Registros de una recopilación de datos:
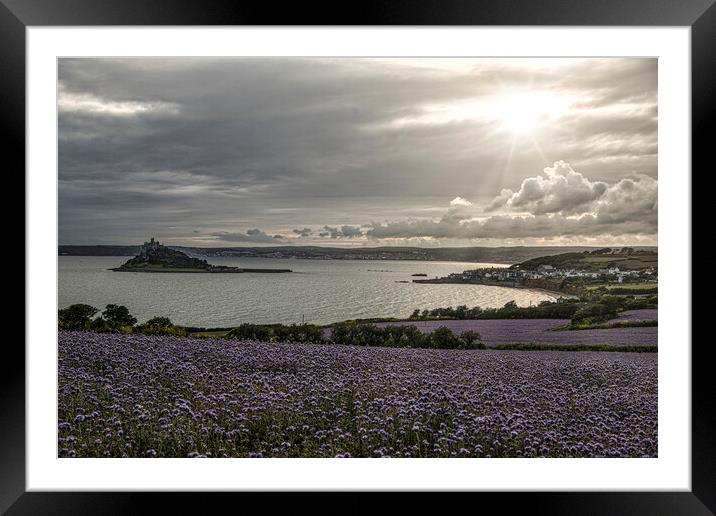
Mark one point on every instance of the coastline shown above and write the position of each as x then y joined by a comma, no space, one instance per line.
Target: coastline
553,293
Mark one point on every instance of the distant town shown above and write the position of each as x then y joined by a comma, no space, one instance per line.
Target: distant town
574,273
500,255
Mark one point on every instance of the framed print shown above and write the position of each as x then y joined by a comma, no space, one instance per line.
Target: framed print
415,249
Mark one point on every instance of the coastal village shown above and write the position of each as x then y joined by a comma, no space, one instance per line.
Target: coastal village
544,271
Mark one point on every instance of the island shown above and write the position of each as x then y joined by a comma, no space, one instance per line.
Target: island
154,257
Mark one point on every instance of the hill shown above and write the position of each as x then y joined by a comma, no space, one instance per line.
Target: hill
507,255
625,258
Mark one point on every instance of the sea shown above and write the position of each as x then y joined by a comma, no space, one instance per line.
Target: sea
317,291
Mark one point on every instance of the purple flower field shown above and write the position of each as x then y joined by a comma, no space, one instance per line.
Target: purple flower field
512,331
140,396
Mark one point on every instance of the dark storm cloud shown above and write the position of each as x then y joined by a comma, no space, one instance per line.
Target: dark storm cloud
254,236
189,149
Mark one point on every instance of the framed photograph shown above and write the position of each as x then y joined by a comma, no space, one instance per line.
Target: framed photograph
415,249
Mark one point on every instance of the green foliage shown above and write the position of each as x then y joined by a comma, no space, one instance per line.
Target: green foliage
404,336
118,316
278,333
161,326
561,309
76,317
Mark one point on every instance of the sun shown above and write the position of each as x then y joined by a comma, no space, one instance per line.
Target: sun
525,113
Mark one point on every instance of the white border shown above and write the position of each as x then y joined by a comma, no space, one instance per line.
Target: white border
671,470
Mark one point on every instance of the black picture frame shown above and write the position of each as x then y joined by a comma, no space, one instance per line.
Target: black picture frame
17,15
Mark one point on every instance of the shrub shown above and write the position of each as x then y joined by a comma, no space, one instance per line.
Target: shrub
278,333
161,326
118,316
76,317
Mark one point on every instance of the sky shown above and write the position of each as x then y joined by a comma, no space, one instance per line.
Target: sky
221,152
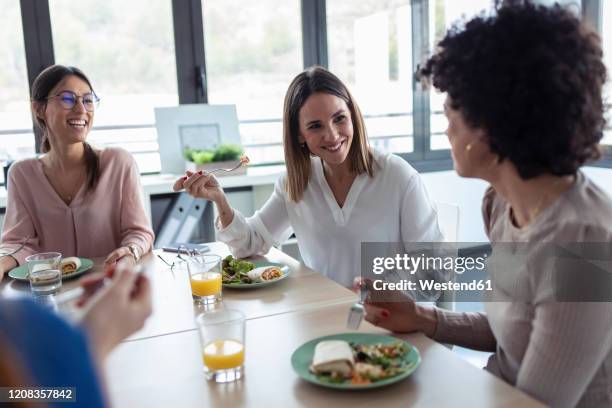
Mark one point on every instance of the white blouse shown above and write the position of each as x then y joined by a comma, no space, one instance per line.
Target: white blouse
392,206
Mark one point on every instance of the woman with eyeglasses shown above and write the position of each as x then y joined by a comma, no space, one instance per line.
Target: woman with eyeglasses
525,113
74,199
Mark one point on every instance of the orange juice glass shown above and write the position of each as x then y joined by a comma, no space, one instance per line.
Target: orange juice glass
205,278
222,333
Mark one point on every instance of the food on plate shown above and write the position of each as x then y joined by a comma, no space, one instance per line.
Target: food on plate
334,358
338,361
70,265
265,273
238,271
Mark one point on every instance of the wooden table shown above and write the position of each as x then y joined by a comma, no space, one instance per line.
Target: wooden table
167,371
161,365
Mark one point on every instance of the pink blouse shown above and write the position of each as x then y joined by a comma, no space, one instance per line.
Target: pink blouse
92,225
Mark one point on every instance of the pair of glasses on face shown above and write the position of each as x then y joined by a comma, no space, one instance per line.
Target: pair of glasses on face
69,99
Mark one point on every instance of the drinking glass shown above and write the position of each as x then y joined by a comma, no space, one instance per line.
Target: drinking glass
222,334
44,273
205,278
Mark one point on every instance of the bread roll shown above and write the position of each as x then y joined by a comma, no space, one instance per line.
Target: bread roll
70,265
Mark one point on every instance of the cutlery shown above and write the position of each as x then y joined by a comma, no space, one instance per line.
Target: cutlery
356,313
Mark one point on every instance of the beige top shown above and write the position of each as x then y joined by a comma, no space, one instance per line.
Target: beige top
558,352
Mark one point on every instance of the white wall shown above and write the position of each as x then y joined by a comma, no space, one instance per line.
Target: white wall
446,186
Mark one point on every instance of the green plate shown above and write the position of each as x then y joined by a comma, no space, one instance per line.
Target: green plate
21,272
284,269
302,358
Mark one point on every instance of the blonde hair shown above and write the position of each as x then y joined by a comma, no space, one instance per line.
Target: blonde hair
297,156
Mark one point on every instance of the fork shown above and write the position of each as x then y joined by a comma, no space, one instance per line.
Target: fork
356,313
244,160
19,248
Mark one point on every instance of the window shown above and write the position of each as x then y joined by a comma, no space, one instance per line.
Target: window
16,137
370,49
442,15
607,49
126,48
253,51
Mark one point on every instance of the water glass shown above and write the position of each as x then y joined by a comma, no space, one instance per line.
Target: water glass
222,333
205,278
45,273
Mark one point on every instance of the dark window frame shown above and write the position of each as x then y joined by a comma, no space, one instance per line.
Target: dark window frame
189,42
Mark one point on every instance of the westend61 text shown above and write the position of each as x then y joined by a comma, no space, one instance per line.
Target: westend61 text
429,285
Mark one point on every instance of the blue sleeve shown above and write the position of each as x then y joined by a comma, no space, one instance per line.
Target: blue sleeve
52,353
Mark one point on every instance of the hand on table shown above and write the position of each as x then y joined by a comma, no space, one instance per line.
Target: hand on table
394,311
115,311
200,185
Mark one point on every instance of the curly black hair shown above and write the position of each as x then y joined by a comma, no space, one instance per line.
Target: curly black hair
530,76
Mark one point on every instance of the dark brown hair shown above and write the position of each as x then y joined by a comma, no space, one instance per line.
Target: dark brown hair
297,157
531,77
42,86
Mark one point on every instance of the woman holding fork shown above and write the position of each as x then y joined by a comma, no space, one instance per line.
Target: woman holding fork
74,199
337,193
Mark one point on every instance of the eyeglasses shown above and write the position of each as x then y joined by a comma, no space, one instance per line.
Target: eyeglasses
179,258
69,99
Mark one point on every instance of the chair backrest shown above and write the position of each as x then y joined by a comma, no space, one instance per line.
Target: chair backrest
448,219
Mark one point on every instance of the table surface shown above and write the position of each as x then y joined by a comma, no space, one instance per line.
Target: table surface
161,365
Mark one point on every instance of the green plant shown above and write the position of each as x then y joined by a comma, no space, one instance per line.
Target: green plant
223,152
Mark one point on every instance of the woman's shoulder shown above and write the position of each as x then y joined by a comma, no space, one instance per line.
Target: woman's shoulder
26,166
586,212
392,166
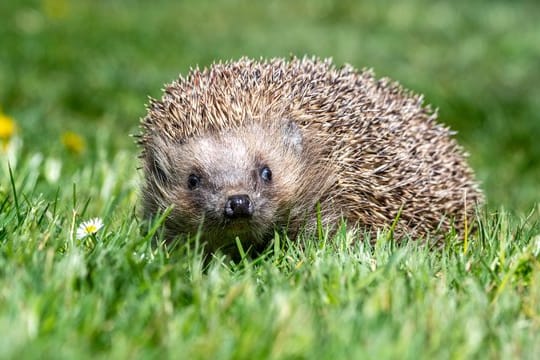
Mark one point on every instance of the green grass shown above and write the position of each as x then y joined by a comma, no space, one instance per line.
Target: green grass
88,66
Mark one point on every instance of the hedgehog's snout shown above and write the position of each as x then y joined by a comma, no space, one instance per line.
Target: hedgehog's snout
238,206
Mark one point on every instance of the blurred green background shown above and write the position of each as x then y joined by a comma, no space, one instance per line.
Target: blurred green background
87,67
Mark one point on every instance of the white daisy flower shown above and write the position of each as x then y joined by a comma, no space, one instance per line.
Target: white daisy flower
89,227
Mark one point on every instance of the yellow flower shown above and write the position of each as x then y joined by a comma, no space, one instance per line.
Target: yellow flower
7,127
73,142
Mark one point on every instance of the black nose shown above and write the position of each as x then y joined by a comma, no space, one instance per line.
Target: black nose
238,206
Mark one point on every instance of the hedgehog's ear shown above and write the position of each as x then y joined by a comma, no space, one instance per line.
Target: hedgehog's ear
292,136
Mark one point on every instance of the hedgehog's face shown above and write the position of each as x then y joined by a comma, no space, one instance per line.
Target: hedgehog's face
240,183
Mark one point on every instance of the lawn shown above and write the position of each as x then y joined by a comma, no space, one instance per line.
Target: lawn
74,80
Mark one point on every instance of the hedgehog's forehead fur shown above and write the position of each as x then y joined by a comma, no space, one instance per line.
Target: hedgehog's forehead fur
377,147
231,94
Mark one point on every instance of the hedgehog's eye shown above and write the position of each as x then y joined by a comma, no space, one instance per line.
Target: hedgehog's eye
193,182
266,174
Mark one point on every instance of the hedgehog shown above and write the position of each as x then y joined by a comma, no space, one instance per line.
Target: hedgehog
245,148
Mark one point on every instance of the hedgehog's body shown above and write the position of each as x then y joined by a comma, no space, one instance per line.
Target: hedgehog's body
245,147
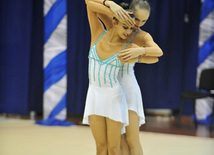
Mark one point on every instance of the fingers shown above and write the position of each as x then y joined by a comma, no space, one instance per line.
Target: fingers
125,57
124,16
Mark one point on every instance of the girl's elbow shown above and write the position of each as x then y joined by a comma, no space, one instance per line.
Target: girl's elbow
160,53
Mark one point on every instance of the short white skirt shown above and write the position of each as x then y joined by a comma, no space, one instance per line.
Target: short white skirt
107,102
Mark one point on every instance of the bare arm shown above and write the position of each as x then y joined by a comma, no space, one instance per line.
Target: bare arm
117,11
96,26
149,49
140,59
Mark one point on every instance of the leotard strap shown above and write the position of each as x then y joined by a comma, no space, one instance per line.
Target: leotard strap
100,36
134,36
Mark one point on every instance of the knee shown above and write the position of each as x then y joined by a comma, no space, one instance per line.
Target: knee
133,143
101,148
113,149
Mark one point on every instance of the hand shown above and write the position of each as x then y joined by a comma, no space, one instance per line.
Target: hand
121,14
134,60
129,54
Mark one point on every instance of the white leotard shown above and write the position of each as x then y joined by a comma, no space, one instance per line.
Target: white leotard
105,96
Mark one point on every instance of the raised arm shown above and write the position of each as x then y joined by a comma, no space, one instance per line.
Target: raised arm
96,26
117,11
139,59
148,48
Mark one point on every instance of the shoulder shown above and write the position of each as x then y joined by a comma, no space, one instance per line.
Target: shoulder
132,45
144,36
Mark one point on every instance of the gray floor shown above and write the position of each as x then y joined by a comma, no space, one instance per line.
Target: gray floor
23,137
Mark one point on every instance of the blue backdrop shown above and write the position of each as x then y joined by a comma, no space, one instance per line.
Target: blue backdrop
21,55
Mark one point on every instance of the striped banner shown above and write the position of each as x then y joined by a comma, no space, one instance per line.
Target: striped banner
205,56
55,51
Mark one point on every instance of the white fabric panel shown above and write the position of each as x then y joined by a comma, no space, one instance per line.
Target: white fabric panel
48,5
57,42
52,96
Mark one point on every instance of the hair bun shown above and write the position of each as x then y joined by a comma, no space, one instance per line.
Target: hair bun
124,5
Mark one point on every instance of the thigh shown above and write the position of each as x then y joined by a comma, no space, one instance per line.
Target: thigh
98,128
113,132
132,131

==

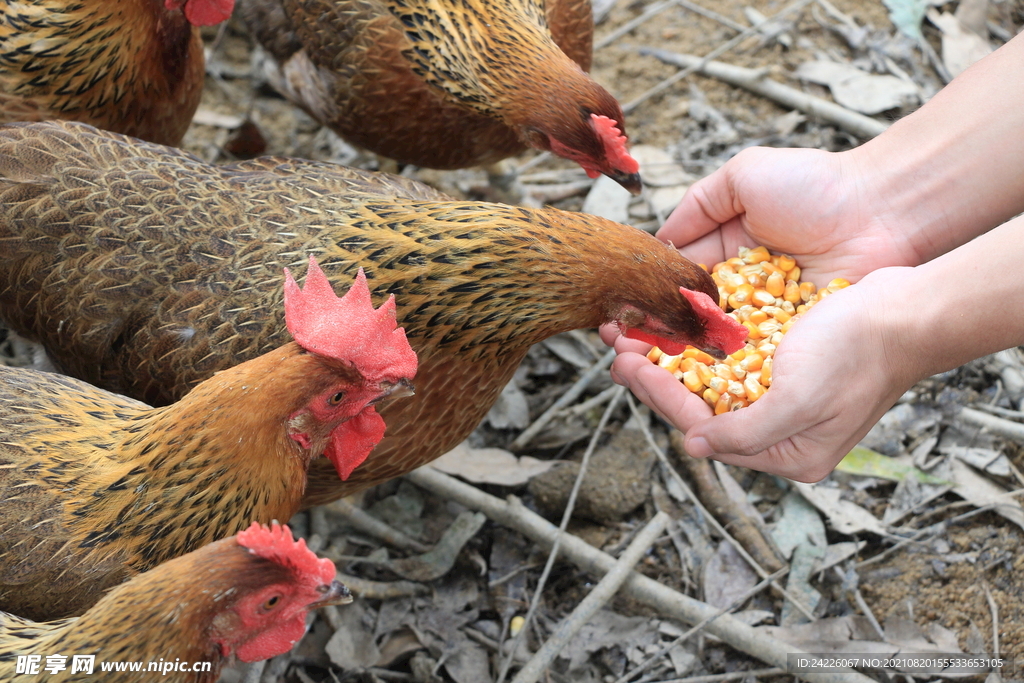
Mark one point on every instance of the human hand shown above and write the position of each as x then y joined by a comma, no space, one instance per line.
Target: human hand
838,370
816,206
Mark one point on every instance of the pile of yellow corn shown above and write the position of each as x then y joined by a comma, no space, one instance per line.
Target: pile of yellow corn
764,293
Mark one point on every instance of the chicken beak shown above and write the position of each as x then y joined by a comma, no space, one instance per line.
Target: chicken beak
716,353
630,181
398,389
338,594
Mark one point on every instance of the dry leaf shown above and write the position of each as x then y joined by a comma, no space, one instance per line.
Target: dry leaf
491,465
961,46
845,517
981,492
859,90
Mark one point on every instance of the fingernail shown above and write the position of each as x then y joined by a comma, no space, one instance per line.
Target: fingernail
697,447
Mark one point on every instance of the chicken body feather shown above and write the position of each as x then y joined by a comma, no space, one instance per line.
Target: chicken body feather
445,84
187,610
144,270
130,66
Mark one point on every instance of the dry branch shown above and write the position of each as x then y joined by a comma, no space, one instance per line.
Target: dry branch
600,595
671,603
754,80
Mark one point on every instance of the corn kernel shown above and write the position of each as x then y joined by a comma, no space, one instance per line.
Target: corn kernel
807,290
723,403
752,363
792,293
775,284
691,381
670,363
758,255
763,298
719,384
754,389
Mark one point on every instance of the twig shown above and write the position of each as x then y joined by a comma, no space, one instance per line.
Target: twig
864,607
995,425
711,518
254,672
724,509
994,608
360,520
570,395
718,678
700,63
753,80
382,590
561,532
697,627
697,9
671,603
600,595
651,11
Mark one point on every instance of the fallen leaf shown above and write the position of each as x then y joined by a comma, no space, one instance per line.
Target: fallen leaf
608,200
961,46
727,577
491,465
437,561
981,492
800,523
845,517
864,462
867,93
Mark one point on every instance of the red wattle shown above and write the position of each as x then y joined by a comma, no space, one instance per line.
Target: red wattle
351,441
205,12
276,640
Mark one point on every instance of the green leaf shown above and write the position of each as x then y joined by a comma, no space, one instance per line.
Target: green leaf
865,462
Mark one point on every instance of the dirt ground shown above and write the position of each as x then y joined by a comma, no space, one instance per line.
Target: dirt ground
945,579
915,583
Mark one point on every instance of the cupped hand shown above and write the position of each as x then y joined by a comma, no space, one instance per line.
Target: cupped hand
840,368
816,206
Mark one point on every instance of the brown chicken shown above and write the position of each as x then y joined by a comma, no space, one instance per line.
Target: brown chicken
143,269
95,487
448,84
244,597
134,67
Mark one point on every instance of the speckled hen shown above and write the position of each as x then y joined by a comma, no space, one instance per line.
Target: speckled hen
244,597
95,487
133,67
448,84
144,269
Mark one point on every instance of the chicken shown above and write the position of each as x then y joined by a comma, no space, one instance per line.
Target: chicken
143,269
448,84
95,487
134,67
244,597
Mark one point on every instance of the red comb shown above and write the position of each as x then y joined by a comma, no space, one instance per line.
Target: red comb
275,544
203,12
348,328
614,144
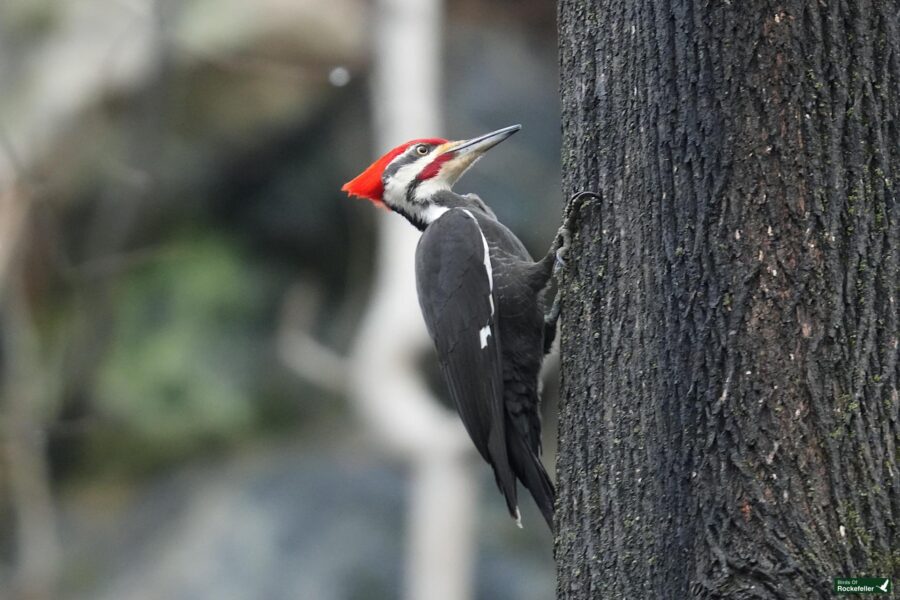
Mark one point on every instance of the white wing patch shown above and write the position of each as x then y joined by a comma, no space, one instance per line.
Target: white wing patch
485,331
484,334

▸ QUÉ SE PIDE
Identifica todas las líneas de los registros que contienen la cadena "framed" y cópialas.

▸ SOLUCIÓN ESCRITA
Mark one point on every instance of the framed print shown above and write the position of each as x then y joined by a comma, no space, one instance per line.
Target: framed print
Mark one point on every instance of the framed photograph shown above and write the position of each as x then y joined by a comma, no space, one instance per line.
Target: framed photograph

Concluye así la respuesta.